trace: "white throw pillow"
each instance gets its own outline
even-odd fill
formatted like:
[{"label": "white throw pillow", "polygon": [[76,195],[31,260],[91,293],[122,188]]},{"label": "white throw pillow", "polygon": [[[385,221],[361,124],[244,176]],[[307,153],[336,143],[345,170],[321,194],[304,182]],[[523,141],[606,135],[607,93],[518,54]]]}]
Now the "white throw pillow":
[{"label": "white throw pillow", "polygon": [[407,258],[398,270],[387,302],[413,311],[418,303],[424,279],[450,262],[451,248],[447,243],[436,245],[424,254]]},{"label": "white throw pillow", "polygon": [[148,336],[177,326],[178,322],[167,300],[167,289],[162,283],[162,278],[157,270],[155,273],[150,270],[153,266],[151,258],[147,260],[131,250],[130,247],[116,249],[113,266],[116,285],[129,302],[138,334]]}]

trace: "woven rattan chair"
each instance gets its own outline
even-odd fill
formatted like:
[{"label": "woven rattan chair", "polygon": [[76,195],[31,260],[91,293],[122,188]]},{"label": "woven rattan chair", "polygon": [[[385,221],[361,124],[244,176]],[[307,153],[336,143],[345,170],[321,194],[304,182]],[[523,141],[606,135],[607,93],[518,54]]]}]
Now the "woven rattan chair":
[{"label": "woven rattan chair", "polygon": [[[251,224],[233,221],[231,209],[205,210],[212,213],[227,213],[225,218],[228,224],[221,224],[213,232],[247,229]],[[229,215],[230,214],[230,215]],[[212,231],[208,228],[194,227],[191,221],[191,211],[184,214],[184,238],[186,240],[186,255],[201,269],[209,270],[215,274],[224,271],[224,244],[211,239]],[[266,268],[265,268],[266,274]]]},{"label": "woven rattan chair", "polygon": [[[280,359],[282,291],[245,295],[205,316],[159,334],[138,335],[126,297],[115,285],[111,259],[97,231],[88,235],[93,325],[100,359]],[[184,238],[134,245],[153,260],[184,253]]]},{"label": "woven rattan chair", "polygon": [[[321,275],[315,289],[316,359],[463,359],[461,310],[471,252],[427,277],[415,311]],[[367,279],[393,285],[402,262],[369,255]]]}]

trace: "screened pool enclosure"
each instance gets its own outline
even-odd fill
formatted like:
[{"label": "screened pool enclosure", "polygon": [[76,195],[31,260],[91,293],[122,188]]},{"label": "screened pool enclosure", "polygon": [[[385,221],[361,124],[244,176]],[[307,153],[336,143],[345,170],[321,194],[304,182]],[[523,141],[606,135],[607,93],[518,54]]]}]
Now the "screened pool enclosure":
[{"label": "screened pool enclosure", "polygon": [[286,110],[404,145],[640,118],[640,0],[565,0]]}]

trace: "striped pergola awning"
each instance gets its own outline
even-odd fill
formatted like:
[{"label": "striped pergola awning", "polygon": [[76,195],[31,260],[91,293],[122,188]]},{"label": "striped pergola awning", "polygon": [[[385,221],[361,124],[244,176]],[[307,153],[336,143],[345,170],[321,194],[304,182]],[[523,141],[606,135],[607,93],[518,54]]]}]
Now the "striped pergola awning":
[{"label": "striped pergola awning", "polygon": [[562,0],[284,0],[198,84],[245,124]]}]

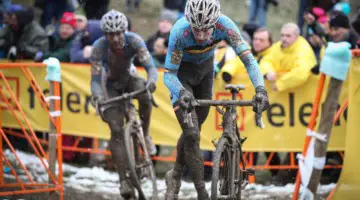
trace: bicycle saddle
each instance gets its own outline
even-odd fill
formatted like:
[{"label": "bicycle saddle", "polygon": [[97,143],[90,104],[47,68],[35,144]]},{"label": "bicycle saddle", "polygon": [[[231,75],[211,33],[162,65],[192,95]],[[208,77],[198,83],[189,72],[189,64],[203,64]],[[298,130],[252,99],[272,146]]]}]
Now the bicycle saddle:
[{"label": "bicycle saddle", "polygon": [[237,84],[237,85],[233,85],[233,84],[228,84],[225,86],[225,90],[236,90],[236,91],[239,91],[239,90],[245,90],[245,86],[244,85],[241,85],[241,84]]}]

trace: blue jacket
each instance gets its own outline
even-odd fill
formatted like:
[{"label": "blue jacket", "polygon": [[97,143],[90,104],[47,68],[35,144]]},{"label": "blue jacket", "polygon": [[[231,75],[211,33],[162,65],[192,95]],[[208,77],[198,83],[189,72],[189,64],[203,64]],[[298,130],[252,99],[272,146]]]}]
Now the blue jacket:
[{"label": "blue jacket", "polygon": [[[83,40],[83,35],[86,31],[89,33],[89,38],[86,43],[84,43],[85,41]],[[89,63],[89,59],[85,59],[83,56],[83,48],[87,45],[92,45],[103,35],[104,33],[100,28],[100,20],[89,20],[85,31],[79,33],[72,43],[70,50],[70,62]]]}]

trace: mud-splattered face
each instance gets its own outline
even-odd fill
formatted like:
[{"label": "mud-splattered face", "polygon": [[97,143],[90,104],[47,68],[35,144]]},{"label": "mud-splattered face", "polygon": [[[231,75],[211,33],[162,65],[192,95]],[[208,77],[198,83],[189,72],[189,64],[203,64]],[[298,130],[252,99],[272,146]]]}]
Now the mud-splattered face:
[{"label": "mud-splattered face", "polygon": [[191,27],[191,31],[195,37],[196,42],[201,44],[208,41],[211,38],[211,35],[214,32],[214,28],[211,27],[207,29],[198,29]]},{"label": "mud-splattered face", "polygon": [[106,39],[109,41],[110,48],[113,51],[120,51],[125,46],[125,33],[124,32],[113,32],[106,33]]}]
··········
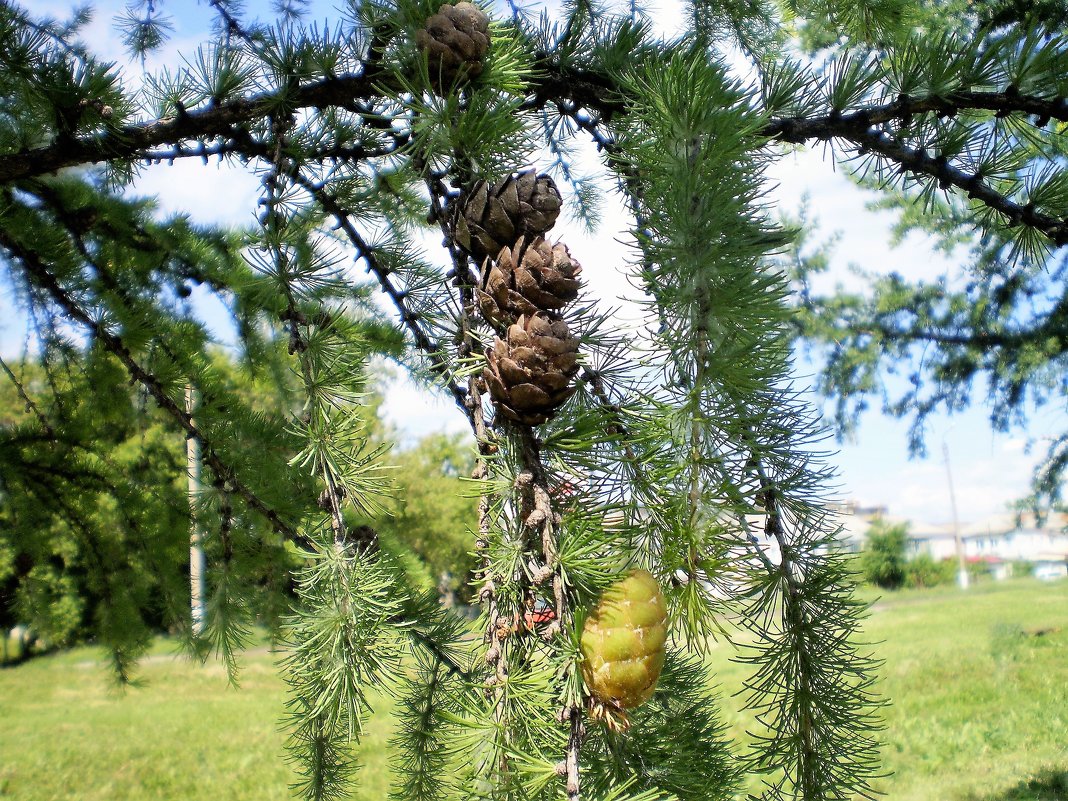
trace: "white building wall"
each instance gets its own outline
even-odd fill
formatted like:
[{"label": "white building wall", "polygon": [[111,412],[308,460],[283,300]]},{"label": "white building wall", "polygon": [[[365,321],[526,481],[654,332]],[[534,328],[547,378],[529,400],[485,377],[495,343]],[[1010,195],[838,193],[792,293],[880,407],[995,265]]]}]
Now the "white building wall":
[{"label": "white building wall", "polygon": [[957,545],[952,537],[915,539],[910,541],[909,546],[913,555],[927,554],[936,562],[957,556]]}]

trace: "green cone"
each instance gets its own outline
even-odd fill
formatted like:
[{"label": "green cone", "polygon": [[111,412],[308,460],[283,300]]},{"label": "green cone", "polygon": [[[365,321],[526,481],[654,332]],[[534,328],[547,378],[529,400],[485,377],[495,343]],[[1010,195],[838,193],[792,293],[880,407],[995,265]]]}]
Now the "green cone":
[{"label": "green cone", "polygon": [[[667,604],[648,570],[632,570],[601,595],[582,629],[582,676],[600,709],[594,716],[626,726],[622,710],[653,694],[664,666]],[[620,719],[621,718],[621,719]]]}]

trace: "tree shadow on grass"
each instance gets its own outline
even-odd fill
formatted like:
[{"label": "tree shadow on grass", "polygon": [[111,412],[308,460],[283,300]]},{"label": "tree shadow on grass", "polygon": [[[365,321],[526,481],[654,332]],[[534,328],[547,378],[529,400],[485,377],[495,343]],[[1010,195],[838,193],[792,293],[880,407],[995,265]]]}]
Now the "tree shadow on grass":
··········
* What is expected *
Every line in the data above that contains the word "shadow" should be copied.

* Solution to the exercise *
trace: "tree shadow on grass"
[{"label": "tree shadow on grass", "polygon": [[111,412],[308,460],[283,300]]},{"label": "tree shadow on grass", "polygon": [[[365,321],[526,481],[654,332]],[[534,328],[547,378],[529,400],[485,377],[495,343]],[[1010,195],[838,193],[792,293],[880,407],[995,265]]]}]
Now the "tree shadow on grass":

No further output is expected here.